# PASSAGE PROVIDED
Everyone encounters a constant complainer at some point in their career. Whenever something goes wrong, they need you to drop whatever you’re doing and hear it. Sometimes, they may even see you as the only outlet for expressing their emotions and problems at work.
This can be difficult, because negative emotions are contagious. Without boundaries, one person’s complaining behavior can bring down a whole team.
Here’s how to address an office complainer with compassion ― and without letting their moods and needs throw you off balance.
1. Understand where the complainer may be coming from.
Before you call out a complainer, put yourself in their shoes. It’s helpful to understand what their goal may be in sharing all of their grievances with you.
Gregory Tall, a workshop facilitator with over 15 years of human resources experience, said that workplace complainers fall into three buckets: people who are simply looking for someone to listen and want to be heard, people who are not aware of the matters surrounding their complaints and people who are looking for someone to assist them with a legitimate grievance.
More often than not, complaining is rooted in feeling like there is no access to solving a problem or even to someone who will listen to it, Tall said.
Put the complainer in the context of this strange, hard year. During an ongoing coronavirus pandemic, a national reckoning with systemic racism and a divisive president, there are many reasons why you may be hearing more complaints right now from colleagues.
“People are under incredible levels of stress that far exceed, for many of us, the level of stress we’re used to carrying,” said Cicely Horsham-Brathwaite, licensed psychologist and career coach. She noted that some complaints right now may be about what race, equity and inclusion does and does not look like, while others could boil down to “Do they care about who I am as a person as I am navigating the pandemic?” Others may be legitimate grievances about how to improve workplace conditions.
2. Consider calling out the behavior if you have a close relationship.
If, every time you get together with a co-worker, they spend most of the time dumping complaints on you, you can bring up the behavior directly and explain how it does not make you feel good.

# PROMPT A
Answer these from the text on office complainers:
(i) What does the text say negative emotions are?
(ii) Into how many buckets does Gregory Tall say workplace complainers fall?
(iii) What two jobs does Cicely Horsham-Brathwaite hold?
# PROMPT B
Give back word for word the part of the text on office complainers that begins at the words "Here’s how to" and stops after "a legitimate grievance.".
You won't need the data that comes next.

# DATA FOR ANALYSIS
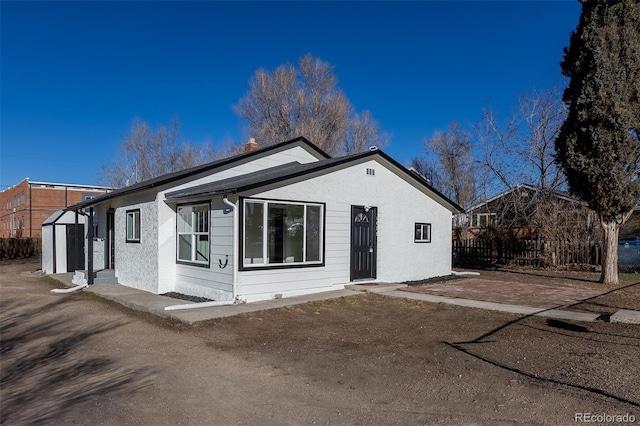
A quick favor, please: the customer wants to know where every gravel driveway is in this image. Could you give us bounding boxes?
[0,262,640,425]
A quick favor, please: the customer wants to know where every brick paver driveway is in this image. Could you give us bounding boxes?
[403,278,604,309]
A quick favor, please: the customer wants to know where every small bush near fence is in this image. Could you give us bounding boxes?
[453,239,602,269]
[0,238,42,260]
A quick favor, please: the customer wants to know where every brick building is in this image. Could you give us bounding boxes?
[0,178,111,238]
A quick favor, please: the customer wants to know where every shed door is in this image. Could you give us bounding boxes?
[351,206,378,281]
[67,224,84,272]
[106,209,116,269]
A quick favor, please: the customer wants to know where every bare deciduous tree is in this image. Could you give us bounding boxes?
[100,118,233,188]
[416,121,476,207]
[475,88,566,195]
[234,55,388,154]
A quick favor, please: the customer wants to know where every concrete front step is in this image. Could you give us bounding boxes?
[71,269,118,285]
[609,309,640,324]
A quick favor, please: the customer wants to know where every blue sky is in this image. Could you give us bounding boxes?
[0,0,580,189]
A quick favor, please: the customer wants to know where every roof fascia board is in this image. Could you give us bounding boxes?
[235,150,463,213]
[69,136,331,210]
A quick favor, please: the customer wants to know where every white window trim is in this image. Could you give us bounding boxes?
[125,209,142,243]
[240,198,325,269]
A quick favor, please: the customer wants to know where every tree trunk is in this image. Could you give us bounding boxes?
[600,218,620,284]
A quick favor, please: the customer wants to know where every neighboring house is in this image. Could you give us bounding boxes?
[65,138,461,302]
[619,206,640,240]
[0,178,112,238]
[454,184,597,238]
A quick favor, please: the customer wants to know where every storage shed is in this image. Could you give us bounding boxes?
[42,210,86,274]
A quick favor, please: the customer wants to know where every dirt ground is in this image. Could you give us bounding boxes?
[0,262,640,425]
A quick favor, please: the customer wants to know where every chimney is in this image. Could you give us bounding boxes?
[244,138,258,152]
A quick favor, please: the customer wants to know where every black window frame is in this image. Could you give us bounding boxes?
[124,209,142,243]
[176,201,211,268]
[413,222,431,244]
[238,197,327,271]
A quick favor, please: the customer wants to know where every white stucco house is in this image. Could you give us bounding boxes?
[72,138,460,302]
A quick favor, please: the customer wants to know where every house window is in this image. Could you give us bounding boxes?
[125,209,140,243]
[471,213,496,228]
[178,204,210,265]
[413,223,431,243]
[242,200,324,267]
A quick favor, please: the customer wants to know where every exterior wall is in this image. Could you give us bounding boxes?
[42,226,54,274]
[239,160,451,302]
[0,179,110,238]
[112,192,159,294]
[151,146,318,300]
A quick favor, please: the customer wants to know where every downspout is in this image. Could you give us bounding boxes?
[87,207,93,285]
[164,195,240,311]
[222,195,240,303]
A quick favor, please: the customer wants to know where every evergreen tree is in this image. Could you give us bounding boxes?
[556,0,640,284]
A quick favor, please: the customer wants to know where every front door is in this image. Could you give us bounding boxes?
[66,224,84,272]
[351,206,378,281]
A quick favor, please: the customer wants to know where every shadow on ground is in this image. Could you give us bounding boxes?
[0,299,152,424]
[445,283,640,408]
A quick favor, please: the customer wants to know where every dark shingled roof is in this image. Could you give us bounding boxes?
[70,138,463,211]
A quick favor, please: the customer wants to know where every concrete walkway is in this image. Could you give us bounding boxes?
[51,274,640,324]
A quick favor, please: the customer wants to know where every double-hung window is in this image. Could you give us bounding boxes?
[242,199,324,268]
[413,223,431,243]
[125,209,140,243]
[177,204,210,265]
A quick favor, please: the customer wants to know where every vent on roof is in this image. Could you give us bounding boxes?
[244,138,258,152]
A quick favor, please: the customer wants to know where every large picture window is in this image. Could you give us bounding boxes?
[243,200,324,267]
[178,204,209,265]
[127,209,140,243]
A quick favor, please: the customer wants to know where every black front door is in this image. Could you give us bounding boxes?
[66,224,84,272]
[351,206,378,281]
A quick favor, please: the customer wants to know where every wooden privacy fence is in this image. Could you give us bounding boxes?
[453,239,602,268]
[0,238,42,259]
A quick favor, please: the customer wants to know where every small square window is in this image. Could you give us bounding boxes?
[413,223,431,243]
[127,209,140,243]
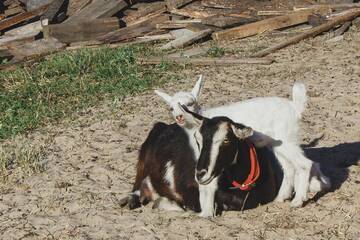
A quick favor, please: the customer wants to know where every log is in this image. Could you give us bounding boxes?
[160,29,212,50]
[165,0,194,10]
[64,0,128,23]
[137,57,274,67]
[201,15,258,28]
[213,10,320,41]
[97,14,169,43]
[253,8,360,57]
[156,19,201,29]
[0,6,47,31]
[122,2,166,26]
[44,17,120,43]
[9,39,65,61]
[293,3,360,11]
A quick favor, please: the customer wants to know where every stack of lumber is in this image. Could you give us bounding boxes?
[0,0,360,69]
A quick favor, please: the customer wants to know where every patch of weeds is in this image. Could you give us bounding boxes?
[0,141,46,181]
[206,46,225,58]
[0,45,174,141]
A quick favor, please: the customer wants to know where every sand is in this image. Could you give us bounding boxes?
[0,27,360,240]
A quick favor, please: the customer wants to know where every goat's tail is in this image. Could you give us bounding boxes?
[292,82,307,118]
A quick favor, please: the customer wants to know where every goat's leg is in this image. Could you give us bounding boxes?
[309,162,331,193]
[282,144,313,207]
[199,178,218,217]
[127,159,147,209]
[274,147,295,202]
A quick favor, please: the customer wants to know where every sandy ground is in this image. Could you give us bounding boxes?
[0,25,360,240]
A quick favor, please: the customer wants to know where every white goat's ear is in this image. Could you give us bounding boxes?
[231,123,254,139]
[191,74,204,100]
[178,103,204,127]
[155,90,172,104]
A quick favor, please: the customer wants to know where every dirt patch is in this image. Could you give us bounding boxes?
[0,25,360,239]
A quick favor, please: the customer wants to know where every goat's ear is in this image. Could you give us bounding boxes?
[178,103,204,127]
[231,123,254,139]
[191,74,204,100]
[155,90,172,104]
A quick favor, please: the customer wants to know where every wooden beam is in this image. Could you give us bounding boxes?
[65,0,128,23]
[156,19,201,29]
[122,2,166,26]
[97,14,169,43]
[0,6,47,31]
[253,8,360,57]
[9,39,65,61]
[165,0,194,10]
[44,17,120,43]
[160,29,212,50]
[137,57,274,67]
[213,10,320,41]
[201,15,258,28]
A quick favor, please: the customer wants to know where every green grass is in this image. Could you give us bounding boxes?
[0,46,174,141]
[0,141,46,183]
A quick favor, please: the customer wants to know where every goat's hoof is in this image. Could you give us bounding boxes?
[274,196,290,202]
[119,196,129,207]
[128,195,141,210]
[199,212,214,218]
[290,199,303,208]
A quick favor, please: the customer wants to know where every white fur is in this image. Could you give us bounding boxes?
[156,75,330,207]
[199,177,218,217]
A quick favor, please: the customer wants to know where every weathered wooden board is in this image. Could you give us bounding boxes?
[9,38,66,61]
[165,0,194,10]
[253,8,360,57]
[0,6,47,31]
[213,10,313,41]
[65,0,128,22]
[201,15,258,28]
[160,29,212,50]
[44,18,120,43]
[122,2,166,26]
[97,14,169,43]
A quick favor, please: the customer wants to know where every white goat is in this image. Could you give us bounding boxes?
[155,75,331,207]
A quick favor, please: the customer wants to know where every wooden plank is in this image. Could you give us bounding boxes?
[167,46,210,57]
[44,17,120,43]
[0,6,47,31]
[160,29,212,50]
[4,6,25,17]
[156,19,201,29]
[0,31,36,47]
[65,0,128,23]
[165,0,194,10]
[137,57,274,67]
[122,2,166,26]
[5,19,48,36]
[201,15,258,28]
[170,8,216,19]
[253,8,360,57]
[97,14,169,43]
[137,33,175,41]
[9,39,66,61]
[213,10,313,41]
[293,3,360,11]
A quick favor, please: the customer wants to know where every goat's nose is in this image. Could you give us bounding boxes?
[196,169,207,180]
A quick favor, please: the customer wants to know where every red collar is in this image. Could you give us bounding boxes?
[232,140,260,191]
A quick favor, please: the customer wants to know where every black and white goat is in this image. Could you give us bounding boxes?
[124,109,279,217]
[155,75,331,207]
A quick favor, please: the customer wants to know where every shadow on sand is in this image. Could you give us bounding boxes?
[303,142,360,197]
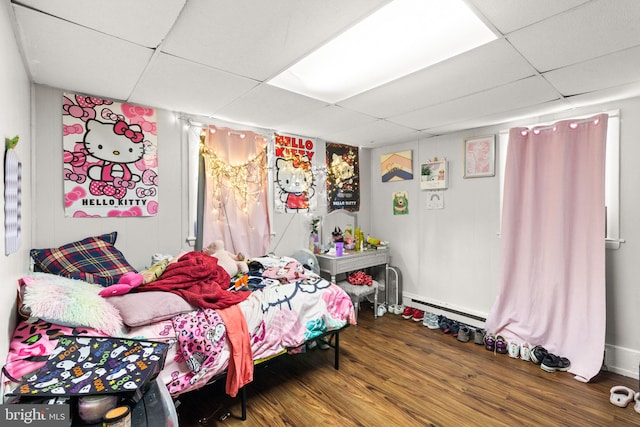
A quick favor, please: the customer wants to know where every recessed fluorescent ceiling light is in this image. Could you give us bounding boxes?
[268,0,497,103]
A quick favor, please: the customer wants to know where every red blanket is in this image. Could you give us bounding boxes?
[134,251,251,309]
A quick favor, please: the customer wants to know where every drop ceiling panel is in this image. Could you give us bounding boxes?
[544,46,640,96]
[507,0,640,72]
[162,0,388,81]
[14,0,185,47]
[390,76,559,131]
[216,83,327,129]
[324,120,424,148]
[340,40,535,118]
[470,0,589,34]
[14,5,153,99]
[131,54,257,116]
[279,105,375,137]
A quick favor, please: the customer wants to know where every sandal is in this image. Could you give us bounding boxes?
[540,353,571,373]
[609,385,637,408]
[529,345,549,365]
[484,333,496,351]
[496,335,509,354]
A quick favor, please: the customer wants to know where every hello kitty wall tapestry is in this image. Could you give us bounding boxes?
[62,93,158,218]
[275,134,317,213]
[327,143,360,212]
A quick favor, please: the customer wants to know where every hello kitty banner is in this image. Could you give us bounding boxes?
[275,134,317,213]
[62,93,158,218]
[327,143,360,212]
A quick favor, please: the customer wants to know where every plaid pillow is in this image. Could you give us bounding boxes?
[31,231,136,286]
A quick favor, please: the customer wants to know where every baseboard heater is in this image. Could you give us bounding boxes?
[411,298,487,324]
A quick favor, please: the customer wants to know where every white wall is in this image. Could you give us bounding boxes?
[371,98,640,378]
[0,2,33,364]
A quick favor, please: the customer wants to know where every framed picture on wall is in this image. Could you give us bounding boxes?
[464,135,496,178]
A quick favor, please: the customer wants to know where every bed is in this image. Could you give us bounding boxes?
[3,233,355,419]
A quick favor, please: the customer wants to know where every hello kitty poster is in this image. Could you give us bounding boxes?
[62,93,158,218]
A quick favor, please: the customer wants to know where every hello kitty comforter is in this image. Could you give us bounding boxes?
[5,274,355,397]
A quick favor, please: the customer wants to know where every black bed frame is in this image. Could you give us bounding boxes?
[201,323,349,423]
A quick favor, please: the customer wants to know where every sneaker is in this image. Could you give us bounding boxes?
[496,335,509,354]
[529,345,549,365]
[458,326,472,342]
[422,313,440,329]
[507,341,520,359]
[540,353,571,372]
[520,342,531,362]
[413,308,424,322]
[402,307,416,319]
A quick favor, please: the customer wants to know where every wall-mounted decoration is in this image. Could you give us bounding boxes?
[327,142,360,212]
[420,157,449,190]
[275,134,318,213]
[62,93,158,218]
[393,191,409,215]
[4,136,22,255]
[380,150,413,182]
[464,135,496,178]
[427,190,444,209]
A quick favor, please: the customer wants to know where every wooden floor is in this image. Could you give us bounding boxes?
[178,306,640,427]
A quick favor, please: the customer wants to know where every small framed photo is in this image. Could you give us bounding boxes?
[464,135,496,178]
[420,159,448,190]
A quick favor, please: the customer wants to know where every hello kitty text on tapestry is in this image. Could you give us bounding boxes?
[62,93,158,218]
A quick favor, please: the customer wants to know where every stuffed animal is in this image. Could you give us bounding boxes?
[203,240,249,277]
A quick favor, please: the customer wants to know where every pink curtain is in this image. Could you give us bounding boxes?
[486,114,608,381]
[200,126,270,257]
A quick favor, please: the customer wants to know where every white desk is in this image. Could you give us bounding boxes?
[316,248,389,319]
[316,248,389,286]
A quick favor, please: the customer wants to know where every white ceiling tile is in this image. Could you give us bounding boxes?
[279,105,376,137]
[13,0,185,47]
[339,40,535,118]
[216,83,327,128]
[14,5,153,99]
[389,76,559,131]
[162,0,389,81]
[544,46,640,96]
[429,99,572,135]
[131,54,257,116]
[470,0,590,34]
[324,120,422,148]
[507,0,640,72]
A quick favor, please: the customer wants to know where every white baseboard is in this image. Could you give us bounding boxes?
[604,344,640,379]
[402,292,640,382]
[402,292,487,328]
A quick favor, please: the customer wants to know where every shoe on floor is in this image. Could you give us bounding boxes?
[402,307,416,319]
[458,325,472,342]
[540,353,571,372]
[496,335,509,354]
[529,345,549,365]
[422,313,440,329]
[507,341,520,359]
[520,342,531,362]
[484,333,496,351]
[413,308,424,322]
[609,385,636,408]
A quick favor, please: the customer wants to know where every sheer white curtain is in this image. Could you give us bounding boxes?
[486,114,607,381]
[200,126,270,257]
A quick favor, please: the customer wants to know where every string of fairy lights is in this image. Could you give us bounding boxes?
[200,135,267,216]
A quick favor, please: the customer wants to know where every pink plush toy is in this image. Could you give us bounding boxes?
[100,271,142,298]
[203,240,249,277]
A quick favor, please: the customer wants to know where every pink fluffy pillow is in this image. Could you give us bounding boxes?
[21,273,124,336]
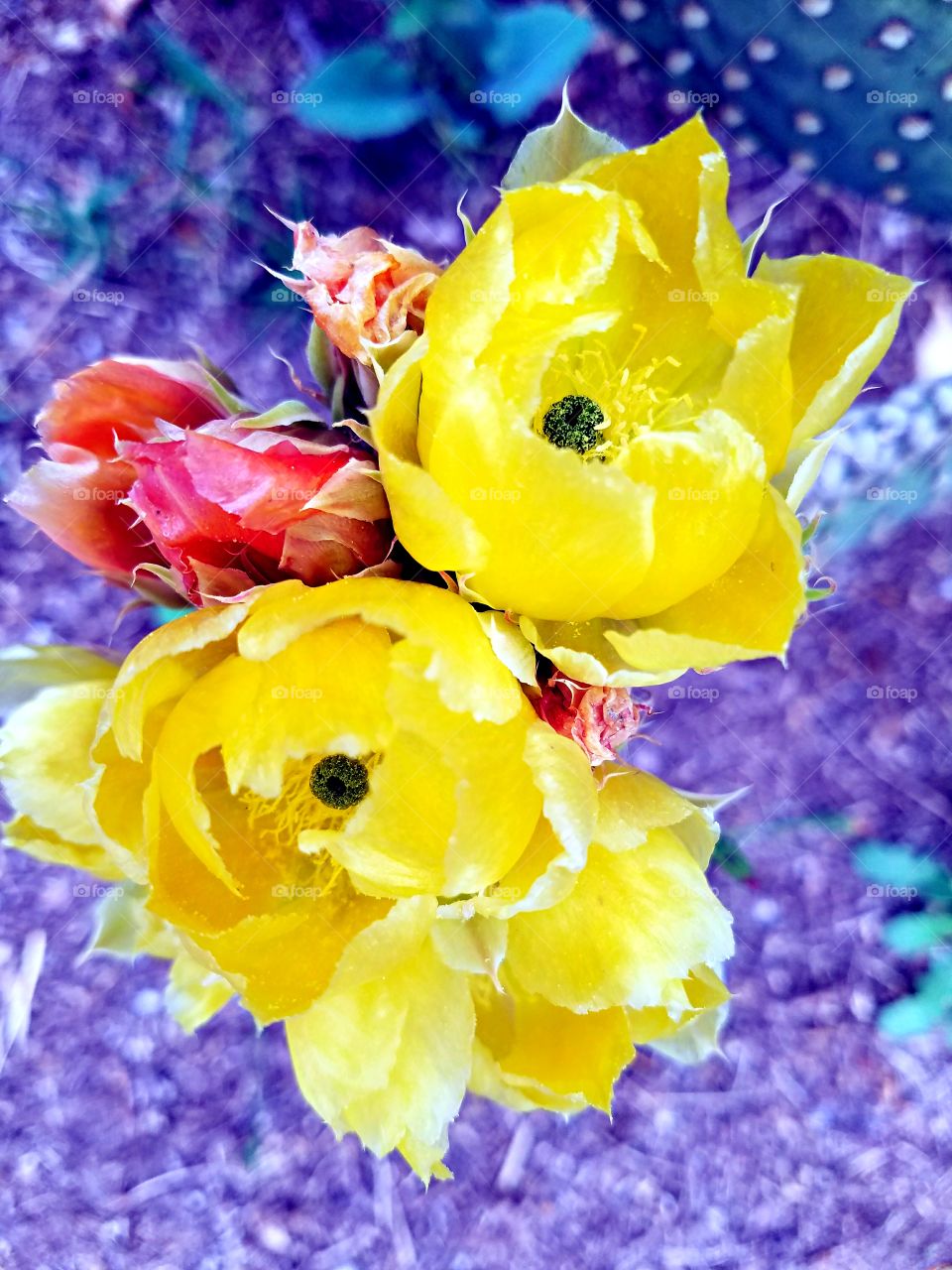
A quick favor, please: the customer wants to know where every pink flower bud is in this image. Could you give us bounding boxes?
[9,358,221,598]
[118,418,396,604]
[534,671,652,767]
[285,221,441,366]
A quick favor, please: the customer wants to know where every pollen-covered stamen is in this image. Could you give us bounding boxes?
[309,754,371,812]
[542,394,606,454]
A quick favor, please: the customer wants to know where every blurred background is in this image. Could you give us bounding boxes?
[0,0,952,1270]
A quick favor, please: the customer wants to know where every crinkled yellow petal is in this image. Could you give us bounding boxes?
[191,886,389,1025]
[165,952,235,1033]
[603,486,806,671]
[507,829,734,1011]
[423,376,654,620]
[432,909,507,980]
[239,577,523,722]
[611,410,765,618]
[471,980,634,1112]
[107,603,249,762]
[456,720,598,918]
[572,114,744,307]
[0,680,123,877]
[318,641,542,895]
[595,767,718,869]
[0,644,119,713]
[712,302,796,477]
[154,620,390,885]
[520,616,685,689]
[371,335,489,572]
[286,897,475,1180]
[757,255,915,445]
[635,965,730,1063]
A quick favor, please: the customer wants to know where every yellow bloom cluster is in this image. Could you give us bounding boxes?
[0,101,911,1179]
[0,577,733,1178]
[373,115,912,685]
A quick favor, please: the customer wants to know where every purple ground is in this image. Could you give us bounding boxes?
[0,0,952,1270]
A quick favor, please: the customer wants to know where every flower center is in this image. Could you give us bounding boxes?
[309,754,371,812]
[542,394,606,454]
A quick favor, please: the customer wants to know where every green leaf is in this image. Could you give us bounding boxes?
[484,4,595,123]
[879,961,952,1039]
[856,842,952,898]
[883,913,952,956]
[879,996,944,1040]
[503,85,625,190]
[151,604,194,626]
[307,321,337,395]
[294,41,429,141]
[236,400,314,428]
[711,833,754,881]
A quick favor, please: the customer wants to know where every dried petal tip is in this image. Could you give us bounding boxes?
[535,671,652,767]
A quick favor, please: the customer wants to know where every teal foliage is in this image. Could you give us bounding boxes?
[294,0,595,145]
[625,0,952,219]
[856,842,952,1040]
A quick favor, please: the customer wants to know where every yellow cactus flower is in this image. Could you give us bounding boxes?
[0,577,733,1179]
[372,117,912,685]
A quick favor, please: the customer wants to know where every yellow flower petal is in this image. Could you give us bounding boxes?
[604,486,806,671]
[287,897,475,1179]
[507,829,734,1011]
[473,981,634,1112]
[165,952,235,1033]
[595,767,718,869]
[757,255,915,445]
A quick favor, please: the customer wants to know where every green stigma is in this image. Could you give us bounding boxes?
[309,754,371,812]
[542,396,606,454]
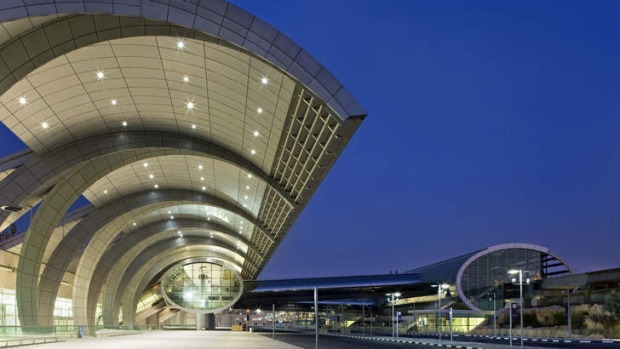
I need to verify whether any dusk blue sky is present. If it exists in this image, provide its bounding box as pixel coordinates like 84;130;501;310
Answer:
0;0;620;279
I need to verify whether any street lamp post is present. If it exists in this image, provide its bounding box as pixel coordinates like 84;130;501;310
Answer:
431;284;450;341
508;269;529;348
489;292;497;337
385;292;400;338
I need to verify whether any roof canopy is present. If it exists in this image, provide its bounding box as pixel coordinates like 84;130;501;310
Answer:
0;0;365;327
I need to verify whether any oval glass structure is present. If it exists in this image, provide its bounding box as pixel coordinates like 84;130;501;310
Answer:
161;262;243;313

# ANSWER A
(i) Contagious.
(ii) Three.
(iii) Licensed psychologist and career coach.

# ANSWER B
Here’s how to address an office complainer with compassion ― and without letting their moods and needs throw you off balance.
1. Understand where the complainer may be coming from.
Before you call out a complainer, put yourself in their shoes. It’s helpful to understand what their goal may be in sharing all of their grievances with you.
Gregory Tall, a workshop facilitator with over 15 years of human resources experience, said that workplace complainers fall into three buckets: people who are simply looking for someone to listen and want to be heard, people who are not aware of the matters surrounding their complaints and people who are looking for someone to assist them with a legitimate grievance.